● **Document extract**
----

Radcom: Analyzing Stakeholder Incentives
- Part of my investment strategy is investing behind A players whose economic interests are aligned with shareholders.
- Zohar Zisapel, known as the “Bill Gates of Israel,” scored a recent win with a reported $430 million sale of Argus Cybersecurity, a startup Mr. Zisapel funded and became Chairman.
- Mr. Zisapel has demonstrated a record of successful exits. Radcom appears set up for another good outcome for investors.
- Mr. Zisapel has provided $3.3 million in cash infusions on good terms for all shareholders in a 2013 PIPE ($1.1 million) and 2016 equity raise ($2.2 million).
I have written about the fundamentals of Radcom (NASDAQ:NASDAQ:RDCM) ad nauseam on the pages of Seeking Alpha over the last several years. There isn’t much new to report on that front, other than it has been about ten weeks since RDCM CEO Yaron Ravkaie indicated the company won a new Tier-1 multi-carrier operator on the Q4 earnings call. If you believe, like I do, that management is in the final stages of closing a formal contract, then the stock should be particularly compelling after the latest bout of share price weakness and ahead of a major fundamental catalyst to potentially improve the valuation.

----

● **Record excerpts**
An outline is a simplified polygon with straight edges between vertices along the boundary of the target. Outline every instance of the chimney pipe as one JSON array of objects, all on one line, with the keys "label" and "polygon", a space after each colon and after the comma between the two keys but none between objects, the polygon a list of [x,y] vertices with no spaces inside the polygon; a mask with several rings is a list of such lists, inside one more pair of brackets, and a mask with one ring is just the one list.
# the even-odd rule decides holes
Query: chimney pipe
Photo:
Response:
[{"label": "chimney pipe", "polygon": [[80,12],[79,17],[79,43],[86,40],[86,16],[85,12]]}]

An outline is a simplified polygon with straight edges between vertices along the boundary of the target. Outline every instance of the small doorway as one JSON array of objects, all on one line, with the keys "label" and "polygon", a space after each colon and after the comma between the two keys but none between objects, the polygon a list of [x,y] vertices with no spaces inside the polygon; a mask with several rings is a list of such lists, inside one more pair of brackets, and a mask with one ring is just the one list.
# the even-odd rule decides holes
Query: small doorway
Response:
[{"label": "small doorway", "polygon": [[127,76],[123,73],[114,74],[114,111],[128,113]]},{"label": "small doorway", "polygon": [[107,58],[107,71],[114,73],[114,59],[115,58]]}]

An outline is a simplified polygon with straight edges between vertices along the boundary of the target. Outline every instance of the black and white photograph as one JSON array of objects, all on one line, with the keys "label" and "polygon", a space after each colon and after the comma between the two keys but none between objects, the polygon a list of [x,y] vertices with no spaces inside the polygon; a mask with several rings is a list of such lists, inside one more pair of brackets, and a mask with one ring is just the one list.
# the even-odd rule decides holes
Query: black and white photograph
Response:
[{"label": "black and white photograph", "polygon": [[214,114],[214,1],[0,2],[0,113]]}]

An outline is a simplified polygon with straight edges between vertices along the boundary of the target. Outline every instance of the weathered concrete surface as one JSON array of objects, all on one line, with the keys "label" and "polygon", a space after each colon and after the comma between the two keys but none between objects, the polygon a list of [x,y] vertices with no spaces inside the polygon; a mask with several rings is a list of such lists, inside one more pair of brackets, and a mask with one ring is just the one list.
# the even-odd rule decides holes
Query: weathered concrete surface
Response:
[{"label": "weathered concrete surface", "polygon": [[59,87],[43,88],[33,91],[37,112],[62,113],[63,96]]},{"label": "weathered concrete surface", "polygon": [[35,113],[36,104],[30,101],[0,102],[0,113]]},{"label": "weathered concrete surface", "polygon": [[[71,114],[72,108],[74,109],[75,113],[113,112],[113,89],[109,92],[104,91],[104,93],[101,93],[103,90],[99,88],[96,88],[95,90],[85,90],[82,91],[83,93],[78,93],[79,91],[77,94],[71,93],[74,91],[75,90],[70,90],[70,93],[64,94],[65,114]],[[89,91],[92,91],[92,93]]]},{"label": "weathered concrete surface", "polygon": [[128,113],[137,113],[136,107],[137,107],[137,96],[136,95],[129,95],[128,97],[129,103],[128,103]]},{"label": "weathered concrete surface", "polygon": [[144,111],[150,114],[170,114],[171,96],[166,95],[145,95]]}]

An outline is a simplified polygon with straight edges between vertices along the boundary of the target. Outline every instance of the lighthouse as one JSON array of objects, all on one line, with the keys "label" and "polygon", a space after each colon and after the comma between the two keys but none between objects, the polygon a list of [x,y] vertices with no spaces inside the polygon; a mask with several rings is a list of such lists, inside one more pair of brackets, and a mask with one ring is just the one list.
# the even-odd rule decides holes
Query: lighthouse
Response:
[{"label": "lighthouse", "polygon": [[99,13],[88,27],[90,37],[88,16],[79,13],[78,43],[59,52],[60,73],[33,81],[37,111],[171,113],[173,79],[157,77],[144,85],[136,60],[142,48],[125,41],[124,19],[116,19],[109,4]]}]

----

● **Tasks to complete**
- 1) In the Radcom stakeholder incentives text, change "cash infusions" to "capital injections" in the passage starting at "- Mr. Zisapel has demonstrated" and ending at "raise ($2.2 million).", then give that passage.
- 2) State how many lines in the records contain the string "pipe", giving only the number.

● **Results for the exercise**
- 1)
- Mr. Zisapel has demonstrated a record of successful exits. Radcom appears set up for another good outcome for investors.
- Mr. Zisapel has provided $3.3 million in capital injections on good terms for all shareholders in a 2013 PIPE ($1.1 million) and 2016 equity raise ($2.2 million).

- 2) 3